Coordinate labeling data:
%%
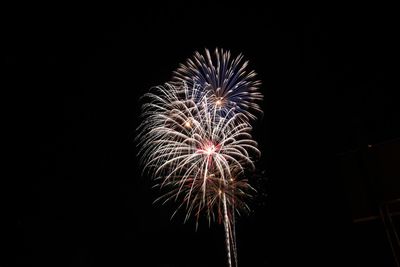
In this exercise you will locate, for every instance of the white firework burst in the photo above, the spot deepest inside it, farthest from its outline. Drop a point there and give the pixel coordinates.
(225, 80)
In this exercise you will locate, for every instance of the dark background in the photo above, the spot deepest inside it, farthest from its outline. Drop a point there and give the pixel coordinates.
(77, 72)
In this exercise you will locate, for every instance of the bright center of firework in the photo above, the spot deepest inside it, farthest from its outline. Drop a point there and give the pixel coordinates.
(210, 149)
(219, 102)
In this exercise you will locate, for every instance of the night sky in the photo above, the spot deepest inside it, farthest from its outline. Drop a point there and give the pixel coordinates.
(77, 73)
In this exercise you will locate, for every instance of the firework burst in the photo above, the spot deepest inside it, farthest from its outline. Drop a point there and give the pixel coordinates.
(195, 139)
(225, 79)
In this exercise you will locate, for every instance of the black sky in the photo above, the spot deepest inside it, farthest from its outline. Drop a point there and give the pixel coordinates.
(330, 86)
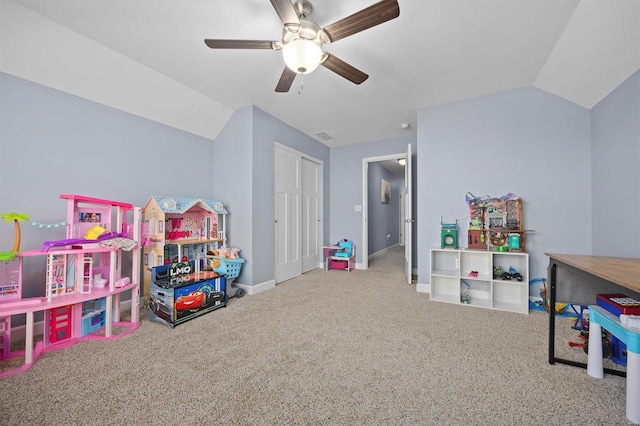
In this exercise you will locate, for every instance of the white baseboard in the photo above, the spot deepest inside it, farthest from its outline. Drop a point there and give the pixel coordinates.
(258, 288)
(423, 288)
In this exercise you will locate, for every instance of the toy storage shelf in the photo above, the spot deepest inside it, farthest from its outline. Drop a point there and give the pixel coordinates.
(451, 280)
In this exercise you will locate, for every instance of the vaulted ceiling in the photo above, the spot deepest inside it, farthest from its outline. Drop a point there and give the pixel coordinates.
(436, 51)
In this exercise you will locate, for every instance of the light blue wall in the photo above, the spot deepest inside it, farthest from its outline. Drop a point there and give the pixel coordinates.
(53, 143)
(526, 142)
(346, 183)
(244, 150)
(615, 129)
(384, 219)
(232, 166)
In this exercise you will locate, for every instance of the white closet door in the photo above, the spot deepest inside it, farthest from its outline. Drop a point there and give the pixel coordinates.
(408, 221)
(311, 214)
(288, 214)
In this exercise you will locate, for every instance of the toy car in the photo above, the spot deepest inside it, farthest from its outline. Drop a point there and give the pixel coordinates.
(191, 301)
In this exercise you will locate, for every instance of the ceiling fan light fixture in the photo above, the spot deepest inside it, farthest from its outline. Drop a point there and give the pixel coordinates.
(302, 56)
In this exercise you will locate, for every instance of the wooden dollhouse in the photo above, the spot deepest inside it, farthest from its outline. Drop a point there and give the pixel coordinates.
(83, 283)
(180, 229)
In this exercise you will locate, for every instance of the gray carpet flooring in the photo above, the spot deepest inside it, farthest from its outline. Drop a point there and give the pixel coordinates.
(329, 347)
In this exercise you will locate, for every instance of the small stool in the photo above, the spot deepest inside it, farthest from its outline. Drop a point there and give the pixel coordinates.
(598, 318)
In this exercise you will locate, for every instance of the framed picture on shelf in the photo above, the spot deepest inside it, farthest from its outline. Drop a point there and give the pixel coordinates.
(385, 191)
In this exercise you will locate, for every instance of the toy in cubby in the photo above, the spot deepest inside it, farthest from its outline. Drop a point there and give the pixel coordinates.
(93, 315)
(60, 323)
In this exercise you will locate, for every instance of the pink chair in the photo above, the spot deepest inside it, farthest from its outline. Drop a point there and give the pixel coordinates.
(340, 256)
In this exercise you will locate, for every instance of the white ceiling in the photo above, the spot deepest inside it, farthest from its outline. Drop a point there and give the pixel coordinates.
(437, 51)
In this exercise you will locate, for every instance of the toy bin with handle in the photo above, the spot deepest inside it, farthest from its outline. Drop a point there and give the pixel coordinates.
(230, 268)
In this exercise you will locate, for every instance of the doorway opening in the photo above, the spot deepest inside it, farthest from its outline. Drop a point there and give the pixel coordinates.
(369, 197)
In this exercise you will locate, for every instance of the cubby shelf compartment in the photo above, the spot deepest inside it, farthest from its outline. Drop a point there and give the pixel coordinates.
(456, 271)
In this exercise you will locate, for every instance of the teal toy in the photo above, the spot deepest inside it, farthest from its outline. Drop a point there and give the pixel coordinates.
(449, 234)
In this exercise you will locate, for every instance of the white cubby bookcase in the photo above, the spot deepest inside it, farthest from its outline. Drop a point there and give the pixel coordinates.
(451, 277)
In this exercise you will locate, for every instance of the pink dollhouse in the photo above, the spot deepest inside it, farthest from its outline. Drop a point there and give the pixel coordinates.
(180, 229)
(83, 282)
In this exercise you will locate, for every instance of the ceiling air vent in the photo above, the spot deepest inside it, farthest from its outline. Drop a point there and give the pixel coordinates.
(323, 135)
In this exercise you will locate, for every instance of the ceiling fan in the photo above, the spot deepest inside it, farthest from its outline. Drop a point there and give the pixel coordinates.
(302, 40)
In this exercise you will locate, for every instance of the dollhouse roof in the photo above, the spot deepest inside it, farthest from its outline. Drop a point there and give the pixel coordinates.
(184, 204)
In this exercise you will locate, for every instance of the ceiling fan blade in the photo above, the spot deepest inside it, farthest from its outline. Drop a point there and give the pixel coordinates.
(286, 80)
(371, 16)
(343, 69)
(286, 12)
(242, 44)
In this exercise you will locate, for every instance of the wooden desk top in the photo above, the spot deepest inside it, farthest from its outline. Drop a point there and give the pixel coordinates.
(624, 271)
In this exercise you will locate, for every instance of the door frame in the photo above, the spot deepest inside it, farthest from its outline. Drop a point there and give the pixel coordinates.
(365, 200)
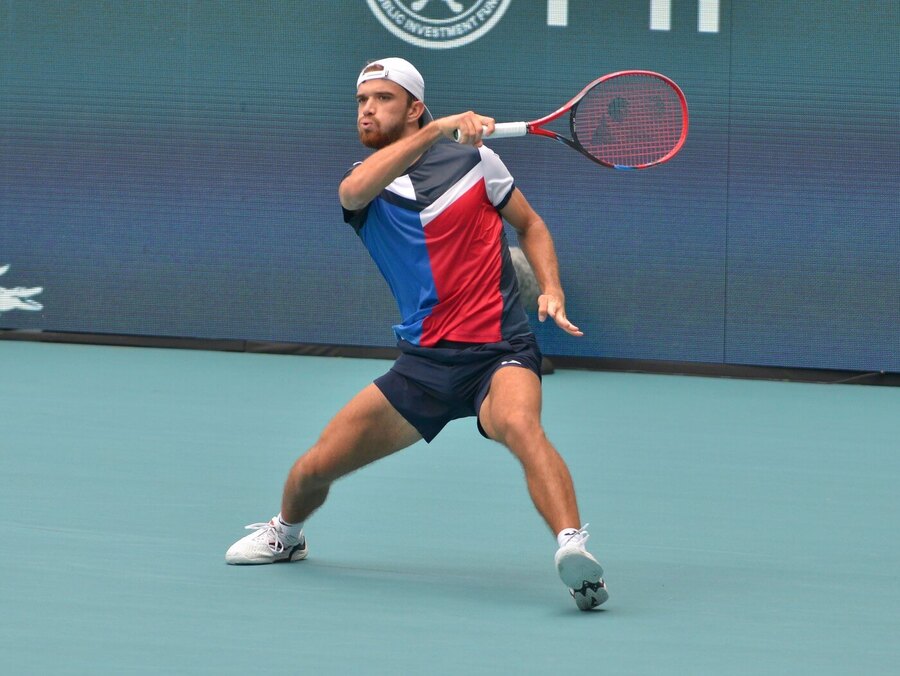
%%
Problem requirements
Rewrite every entry above, putting "x and y coordinates" wherever "pixel coordinates" appears and leaving everything else unchanged. Omit the images from your version.

Final result
In this exercise you will locate, for every instance of the white firework burst in the photo above, the spot deepest inside it, farthest from its outline. Drop a point there and give the x and y coordinates.
(225, 80)
In this exercise you will locate, for every instance of the dark background in the photo above, the spot deepest inside it, farthest from its outline. Drop a point there and give the x and y coordinates.
(77, 72)
In this exercise you will locate, for every instance of the bright center of firework in the photo above, the spot deepest inside it, farthest from its outline. Drop a point there and give the x and y coordinates.
(210, 149)
(219, 102)
In this exercise you will locate, for every instance of the night sky in the photo above, the spot deepest inside it, farthest from its outline. Drop a point there and give the x and y coordinates.
(77, 73)
In this exercise you will locate, for every instance of the firework burst in the photo above, the spot deepest inside it, farthest from its outline. Drop a point there and give the x and y coordinates.
(195, 139)
(225, 79)
In this exercise you will locate, for every instance of the black sky in the photo above, the spot deepest inside it, farthest from its outline. Drop a point there and give the x and y coordinates.
(330, 86)
In this exercise you will locate, for every instance of the white baseboard in the photo above, the spot deepest inside it, farthest from its outline. Drop a point there and give the x and y coordinates.
(258, 288)
(423, 288)
In this exercise you will locate, for every instance of the toy storage shelf in the photo above, the spot deepest inside it, farthest from its outline. Drop a point there and give the x and y coordinates.
(451, 280)
In this exercise you will locate, for every instance of the vaulted ceiling in the photo above, the spot deepest inside it, farthest from its outline. Drop a point there and give the x and y coordinates.
(436, 51)
In this exercise you will locate, for every instance of the light blue wall in the photo above, the spot deepest inside it, farthest from its outline. Drop a point there and give the x and y coordinates.
(53, 143)
(526, 142)
(346, 183)
(244, 150)
(615, 129)
(384, 219)
(232, 166)
In this exercise you will locate, for every instance of the white closet door in the photo above, the spot deepest inside it, farthest from its outline. Drop a point there and give the x and y coordinates.
(408, 221)
(311, 214)
(288, 214)
In this exercise you will locate, for every instance of the toy car in the photo above, the spot deepest inside it, farthest from its outline. Drop a point there and give the x and y coordinates.
(191, 301)
In this exercise you will locate, for every instance of the ceiling fan light fixture in the photo above, the spot deepest inside it, farthest from its outline. Drop a point there and give the x and y coordinates.
(302, 56)
In this exercise you will locate, for every instance of the wooden dollhouse in the photo above, the spot deepest inside it, farthest from its outline. Drop a point there and give the x and y coordinates.
(83, 283)
(180, 229)
In this exercise you will locate, for every instance of the gray carpet flooring in the photo above, the spot deepest inside it, farthest from its outline. Drop a point there and give the x and y coordinates.
(329, 347)
In this exercise you will locate, for every instance of the small stool in the photo above, the spot deepest inside it, farthest from its outline. Drop a point there and give the x and y coordinates.
(598, 318)
In this exercise you will locate, for every instance of the framed picture on shelf in the photo above, the spot deepest inside it, farthest from its outline. Drop a point there and give the x and y coordinates.
(385, 191)
In this exercise you will locate, for every instance of the toy in cubby in the photo above, the spot deepest inside it, farthest from its outline. Drop a point there and give the x and y coordinates.
(93, 315)
(60, 323)
In this exercise you will locate, for every instance of the pink chair in the photo above, the spot deepest inside it, farthest from its outline. Drop a point there and give the x and y coordinates.
(340, 256)
In this exercise you will locate, for every instance of the white ceiling in the photo above, the spot deepest inside it, farthest from its outline. Drop a point there and give the x and y coordinates.
(437, 51)
In this exercise you will locate, for every instance of the toy bin with handle in the photo above, the spot deepest inside it, farthest from its outline. Drop a point there and give the x and y coordinates.
(230, 268)
In this exercise you will locate, for every instance of the doorway opening in the photo above, the spot deepest inside it, farthest from its outline. Drop a point there and give the x and y coordinates.
(369, 197)
In this exercise you will locate, for every instance of the cubby shelf compartment in the photo above, the spot deepest inside it, farthest from its outline. Drop a point there and give the x and y coordinates.
(456, 271)
In this exercise you will locate, for every instance of the teal toy in the photo above, the spot deepest inside it, farthest from its outline. Drop a point there and give the x and y coordinates.
(449, 234)
In this exercise you will locate, for every instance of the white cubby bookcase in the photo above, the spot deepest inside it, farthest from its outline. Drop a point there and give the x and y coordinates.
(451, 277)
In this exercise you will locate, for every instance of the pink dollhouse in the photo above, the spot deepest inside it, farthest from its outline. Drop a point there and give the x and y coordinates.
(180, 229)
(83, 282)
In this exercise you will locate, for every instance of the ceiling air vent in the photo above, the spot deepest inside it, farthest from its outline. Drop a point there and give the x and y coordinates.
(323, 135)
In this exercise you will locate, for every instance of the ceiling fan in the photo above, the spot deepest inside it, farthest from its outline. Drop a point there and give the x and y coordinates.
(302, 40)
In this exercise you will locate, for every instance of the dollhouse roof in the photo above, the spot deepest inside it, farthest from its outline. Drop a point there and give the x and y coordinates.
(184, 204)
In this exercise you will locate, for every instance of the ceiling fan blade in the photo above, the spot deepest inside it, farthest from its outline. Drop a point there and give the x and y coordinates.
(286, 80)
(371, 16)
(343, 69)
(286, 12)
(242, 44)
In this exercise you will locate, for every instance of the wooden desk top in the photo above, the spot deepest inside it, farthest from its outline. Drop a point there and give the x and y coordinates.
(624, 271)
In this exercise you will locate, for every instance of the door frame in the photo above, the spot deepest inside it, farthest from its outline. Drop a point there and give the x and y coordinates.
(365, 200)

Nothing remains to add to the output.